*PROBLEM STATEMENT*
Could you retype the whole listing, word for word?

*RECORDS PROVIDED*
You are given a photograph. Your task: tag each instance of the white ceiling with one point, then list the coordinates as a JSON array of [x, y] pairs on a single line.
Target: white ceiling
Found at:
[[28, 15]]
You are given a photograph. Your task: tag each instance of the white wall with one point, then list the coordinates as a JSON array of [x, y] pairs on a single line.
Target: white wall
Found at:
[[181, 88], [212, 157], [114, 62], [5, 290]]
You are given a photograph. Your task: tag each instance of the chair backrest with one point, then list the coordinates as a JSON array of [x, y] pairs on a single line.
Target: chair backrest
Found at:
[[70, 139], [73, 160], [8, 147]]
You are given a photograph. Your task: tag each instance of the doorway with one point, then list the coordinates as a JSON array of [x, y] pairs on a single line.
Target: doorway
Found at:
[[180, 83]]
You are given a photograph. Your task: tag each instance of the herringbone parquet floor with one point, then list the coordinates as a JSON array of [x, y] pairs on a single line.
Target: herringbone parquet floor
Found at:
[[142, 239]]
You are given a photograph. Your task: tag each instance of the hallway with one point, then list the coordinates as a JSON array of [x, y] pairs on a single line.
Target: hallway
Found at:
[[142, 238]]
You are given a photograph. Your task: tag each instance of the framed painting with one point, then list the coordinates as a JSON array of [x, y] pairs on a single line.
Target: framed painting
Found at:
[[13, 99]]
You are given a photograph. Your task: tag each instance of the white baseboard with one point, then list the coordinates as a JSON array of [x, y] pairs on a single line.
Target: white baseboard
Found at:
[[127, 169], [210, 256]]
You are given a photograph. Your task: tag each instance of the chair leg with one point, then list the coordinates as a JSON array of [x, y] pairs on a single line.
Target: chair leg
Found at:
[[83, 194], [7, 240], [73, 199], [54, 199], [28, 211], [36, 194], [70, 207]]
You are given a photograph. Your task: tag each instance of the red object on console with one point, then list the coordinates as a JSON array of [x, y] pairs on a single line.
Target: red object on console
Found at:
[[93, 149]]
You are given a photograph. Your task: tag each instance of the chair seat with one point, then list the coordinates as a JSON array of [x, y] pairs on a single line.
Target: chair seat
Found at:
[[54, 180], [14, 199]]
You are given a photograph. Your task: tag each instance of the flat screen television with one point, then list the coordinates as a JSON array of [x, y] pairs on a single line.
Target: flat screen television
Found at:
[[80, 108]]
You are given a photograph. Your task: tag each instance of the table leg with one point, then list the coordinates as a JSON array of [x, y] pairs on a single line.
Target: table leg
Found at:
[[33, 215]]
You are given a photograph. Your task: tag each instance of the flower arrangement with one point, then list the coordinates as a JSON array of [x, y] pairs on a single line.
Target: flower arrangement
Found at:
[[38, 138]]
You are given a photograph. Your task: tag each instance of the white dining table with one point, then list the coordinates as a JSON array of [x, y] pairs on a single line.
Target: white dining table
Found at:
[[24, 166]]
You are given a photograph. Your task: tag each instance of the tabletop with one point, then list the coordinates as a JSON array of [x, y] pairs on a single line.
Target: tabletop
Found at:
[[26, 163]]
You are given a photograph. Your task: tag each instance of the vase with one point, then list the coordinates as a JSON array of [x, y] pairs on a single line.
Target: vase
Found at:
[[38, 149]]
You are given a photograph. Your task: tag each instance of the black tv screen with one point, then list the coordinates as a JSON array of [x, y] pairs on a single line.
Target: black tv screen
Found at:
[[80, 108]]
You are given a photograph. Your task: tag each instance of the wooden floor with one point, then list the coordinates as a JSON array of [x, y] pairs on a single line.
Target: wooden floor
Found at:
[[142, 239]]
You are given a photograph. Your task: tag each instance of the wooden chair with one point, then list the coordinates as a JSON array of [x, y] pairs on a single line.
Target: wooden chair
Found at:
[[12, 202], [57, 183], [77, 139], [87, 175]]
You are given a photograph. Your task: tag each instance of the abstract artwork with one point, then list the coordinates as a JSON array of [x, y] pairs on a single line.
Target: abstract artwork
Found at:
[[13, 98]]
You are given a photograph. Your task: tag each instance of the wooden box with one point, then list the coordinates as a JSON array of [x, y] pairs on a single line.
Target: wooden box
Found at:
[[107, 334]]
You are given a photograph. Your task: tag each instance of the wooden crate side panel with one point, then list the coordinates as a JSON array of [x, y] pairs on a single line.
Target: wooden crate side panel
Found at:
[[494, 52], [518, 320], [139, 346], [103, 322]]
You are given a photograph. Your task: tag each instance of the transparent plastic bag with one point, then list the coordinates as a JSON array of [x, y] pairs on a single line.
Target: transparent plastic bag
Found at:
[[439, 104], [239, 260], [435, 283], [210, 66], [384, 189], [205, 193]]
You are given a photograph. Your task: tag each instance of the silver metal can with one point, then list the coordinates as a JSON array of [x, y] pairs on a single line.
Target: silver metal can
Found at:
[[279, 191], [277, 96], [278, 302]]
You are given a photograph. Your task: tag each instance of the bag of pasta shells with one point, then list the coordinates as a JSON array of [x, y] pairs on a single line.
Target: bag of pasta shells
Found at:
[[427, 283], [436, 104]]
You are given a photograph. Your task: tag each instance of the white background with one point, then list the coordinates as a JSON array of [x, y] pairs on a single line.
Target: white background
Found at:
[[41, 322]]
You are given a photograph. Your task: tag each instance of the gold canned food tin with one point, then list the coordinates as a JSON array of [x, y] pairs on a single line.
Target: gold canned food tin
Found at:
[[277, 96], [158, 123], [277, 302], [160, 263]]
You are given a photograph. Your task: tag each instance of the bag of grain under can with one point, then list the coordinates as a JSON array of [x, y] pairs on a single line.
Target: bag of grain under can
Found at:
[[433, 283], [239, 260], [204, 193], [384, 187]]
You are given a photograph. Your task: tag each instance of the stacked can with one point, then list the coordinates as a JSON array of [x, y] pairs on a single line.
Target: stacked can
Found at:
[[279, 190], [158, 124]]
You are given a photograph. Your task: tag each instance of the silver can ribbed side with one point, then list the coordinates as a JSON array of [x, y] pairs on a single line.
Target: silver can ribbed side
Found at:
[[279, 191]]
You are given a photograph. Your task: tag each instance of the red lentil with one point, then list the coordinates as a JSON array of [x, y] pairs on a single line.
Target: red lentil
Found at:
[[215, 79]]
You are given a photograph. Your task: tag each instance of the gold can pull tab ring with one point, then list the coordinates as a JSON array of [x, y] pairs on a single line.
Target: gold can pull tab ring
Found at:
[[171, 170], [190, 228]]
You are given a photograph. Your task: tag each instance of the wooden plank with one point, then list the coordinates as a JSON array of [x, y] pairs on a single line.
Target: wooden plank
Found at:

*REPLY*
You are given a photograph. Your task: tag each instance of the white ceiling with one point, then list the coordinates as a JSON array of [x, y] pairs on a single line.
Target: white ceiling
Found at:
[[28, 15]]
You are given a photograph. Your task: tag each instance of the white wall with one point, then list the coordinates as a JSON array of [x, y] pairs on a single line.
Target: white wall
Found at:
[[181, 88], [212, 157], [114, 62], [5, 290]]
You are given a photograph. Your task: tag each instance of the chair backrest with one point, then list the coordinates as a JSON array of [x, y] pairs on a single line.
Target: chair backrest
Found at:
[[70, 139], [73, 160], [8, 147]]
You are given a photograph. Your task: tag each instance of the doorway with one point, then list the coordinates as a JSON array of [x, y] pairs on a single line.
Target: doorway
Found at:
[[180, 83]]
You are given a photograph. Your task: tag each instance of the herringbone parquet floor with one point, then list the coordinates as a JSON array of [x, y] pairs on a single line.
Target: herringbone parquet floor
Found at:
[[142, 239]]
You are given a photograph. Your task: tag each instance of the hallway with one point, then list the coordinates as a JSON array of [x, y] pairs on a single line.
Target: hallway
Found at:
[[142, 238]]
You are given a photograph. Your task: tag each instance of the framed painting with one point, then list the coordinates as a JSON array of [x, y] pairs on a single line.
Target: framed painting
Found at:
[[13, 99]]
You are given a photograph. Your task: tag each instance of the white baseboard with one point, then list the coordinates as a JSON array of [x, y] pairs on a single line.
Target: white baseboard
Found at:
[[127, 169], [210, 256]]
You are given a photograph. Your task: tag each instance of the chair leg with one point, then list the coordinates as a JSON array of [x, y] pairs on a single line.
Target: chair leg
Found at:
[[83, 194], [7, 240], [73, 199], [54, 199], [28, 211], [36, 194], [70, 207]]
You are given a photograph. Your task: tag each instance of the red object on console with one point, then list the coordinates as a JSON array of [x, y] pairs on a single line.
Target: red object on console
Found at:
[[93, 149]]
You are given a photograph. Your task: tag each instance of the chair seat with one point, then list the coordinates as a JSON array of [x, y] pairs on a single line.
Target: chair seat
Found at:
[[54, 180], [14, 199]]
You are given a photograph. Your task: tag each instance of the flat screen television with one point, then list the coordinates as a JSON array of [x, y] pairs on a single line.
Target: flat screen television
Found at:
[[80, 108]]
You are given a photograph. Your task: tag each instance of the table leg with one point, then list the coordinates as a JSON array of [x, y] pairs on a single line.
Target: table leg
Found at:
[[33, 215]]
You are given a photograph. Your task: tag each instance of the flower arrangement with one point, then list the coordinates as a JSON array of [x, y] pairs on a single line.
Target: flower arrangement
Found at:
[[38, 138]]
You are given a photograph. Your task: tag each instance of the white dining table with one point, then list the coordinates as a JSON array of [x, y] pairs on a single line.
Target: white dining table
Found at:
[[24, 166]]
You are given a photograph. Your task: tag each instance of the tabletop with one point, then list the coordinates as a JSON array of [x, y] pairs on a single line.
Target: tabletop
Found at:
[[26, 163]]
You are given a photograph. Your task: tag each instance of the vase with one point, then list the coordinates as a JSON array of [x, y] pairs on a single line.
Target: vase
Found at:
[[38, 149]]
You are given a photograph. Your task: tag each instance of the black tv screen with one point, then list the coordinates as a JSON array of [x, y] pairs on a single line.
Target: black tv screen
Found at:
[[80, 108]]
You are given a photograph. Your task: tag each instance of the wooden floor with one point, then list the coordinates as a JSON array of [x, y] pairs on a single line.
Target: wooden floor
Found at:
[[142, 239]]
You are given a photograph. Your task: tag each instance of the wooden chair with one point, then list the coordinates as a JSON array of [x, y] pairs on a single line.
Target: wooden chair
Found at:
[[12, 202], [57, 183], [77, 139], [87, 175]]
You are given a photograph. Your task: tag each instance of the abstract artwork with one point, then list the coordinates as a JSON array of [x, y] pairs on a single line.
Target: abstract artwork
Found at:
[[13, 98]]
You are given a photograph. Your task: tag each instance of the wooden box with one point, then list the coordinates as a JSON array of [x, y] pairs on a single line.
Target: wooden box
Found at:
[[107, 334]]
You are given a photograph. Your task: tag each instance of the wooden crate side panel with one point, then list the coordinates as a JSON array of [x, y] pairs on a single line.
Target: wooden crate side panel
Found at:
[[494, 52], [518, 320], [139, 346], [103, 322]]
You are given a photograph. Your task: tag each instance of the transparent plastic bag with one point, then list the coordinates as a JSON array of [x, y] pairs on a single line.
Target: transparent plastic bag
Found at:
[[439, 104], [239, 260], [435, 283], [210, 66], [384, 189], [205, 193]]
You are given a photograph. Your task: tag each instance of the silver metal can with one point, then list the coordinates as a JSON array of [x, y] pairs on a single line.
Target: silver metal can
Found at:
[[279, 191], [277, 96], [278, 302]]
You are given a photograph. Your task: tag each instance of the bag of pasta shells with one point, then list the coordinates as a JSON array of [x, y] pairs on a single line.
Target: bag of pasta shells
Found at:
[[427, 283], [436, 104]]
You are given a photograph. Your task: tag each instance of the white background with one point, then list the coordinates as a JSON array of [x, y] pairs on a single line.
Target: white background
Found at:
[[41, 322]]
You are given a photograph. Your task: tag each instance of the gold canned food tin with one point, then list the coordinates as a JSON array of [x, y] pairs on a single line.
Target: gold canned food tin
Found at:
[[277, 96], [158, 123], [277, 302], [160, 263]]
You are given a photograph. Your task: tag each instance of the bag of grain under can with one point, then list the coordinates as a JSON array of [x, y] pairs on a single line.
Target: bag of grain under can
Found at:
[[433, 283], [239, 260], [204, 193], [384, 187]]
You are given a photograph. Your task: tag each instance of the stacked can with one point, then list the coordinates as a JSON array of [x, y] pairs on a single line.
Target: stacked can
Found at:
[[279, 190], [158, 124]]
You are given a photograph. Your task: tag each instance of the silver can ribbed side with one point, then list the coordinates as a JSON array of [x, y] pairs on a single line.
Target: silver can ribbed side
Found at:
[[279, 191]]
You are given a photograph. Your task: tag each instance of the red lentil with one point, then list the coordinates as a JSON array of [x, y] pairs on a single line.
Target: red lentil
Found at:
[[215, 79]]
You are given a photograph. Your task: tag each instance of the gold can pull tab ring with one point, then list the coordinates as a JSON array of [x, y] pairs on a single line.
Target: gold can pull tab ring
Found at:
[[171, 170], [190, 228]]
You are given a photograph. Your task: tag each instance of the wooden plank with one point, then list the coordinates as a JSON array of [x, y] pairs on a single line.
Target: wooden plank
Found at:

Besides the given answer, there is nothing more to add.